--- PASSAGE SHOWN ---
Publication: Airpower
Publication Date: 01-JUL-06
Format: Online - approximately 3133 words
Delivery: Immediate Online Access

Article Excerpt
The Second Interim Bomber

The two decades beginning in the late-1930s saw the rise and fall of the manned bomber as the strategic weapon of choice. The Boeing B-17 Flying Fortress, Consolidated B-24 Liberator, and Boeing B-29 Superfortress significantly influenced the outcome of World War II. Initiated in 1941, the Convair B-36 program resulted in arguably the first true intercontinental aircraft. That bomber, which made its maiden flight in 1946, was, perhaps, the ultimate development of a piston-engine airplane, but at the beginning of the jet age, it was intolerably slow. The Strategic Air Command (SAC) considered the B-36 an interim bomber pending the delivery of the Boeing B-52 Stratofortress, which began entering the operational force in 1955. However, despite being 50-percent faster than the B-36, the B-52 was still not fast enough for General Curtis E. LeMay, commander of SAC. In LeMay's mind, the BUFF was just the second interim bomber.

The Air Force continued to investigate faster concepts, and the Convair B-58 Hustler became the first supersonic bomber. Magnificent as it was, the B-58 was at best a medium bomber--like the Boeing B-47 Stratojet--and lacked true intercontinental range. Because of the complexity of a machine designed to fly at sustained speeds of Mach 2, the Hustler was also a maintenance nightmare, and its tenure was very short. What LeMay really wanted was an aircraft with all the capabilities of the B-36 or B-52 combined with the speed of the B-58. A wide variety of alternatives were studied, including aircraft using exotic boron-based fuels (WS-110A) and atomic-power (WS-125A), but none seemed feasible. In the midst of all of this, the Air Force was investigating even more advanced bombardment concepts, boost-glide vehicles that flew at 10,000-15,000 mph and achieved global range via suborbital flight paths. These revolutionary concepts, such as the MX-2276 and System 118P (BoMi and Robo), were so futuristic that the Air Force could not ignore them, and a great deal of time and money would be expended before the ideas were ultimately abandoned.
---
- [TASKS AND EXERCISES]
a: In the article excerpt on bombers, why was the B-58 Hustler hard to maintain? Answer in one to three sentences.
b: According to the article excerpt on bombers, in what year did the Convair B-36 make its maiden flight?
--- DATASET EXCERPTS ---
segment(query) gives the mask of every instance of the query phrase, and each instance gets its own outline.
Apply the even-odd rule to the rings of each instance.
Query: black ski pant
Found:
---
--- DATASET EXCERPTS ---
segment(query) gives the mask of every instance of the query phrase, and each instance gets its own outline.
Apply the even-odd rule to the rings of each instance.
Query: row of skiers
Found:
---
- [WRITTEN ANSWERS]
a: The B-58 was built to fly at sustained speeds of Mach 2, and that made it a very complex machine. The complexity made it a maintenance nightmare, and its service was very short.

b: 1946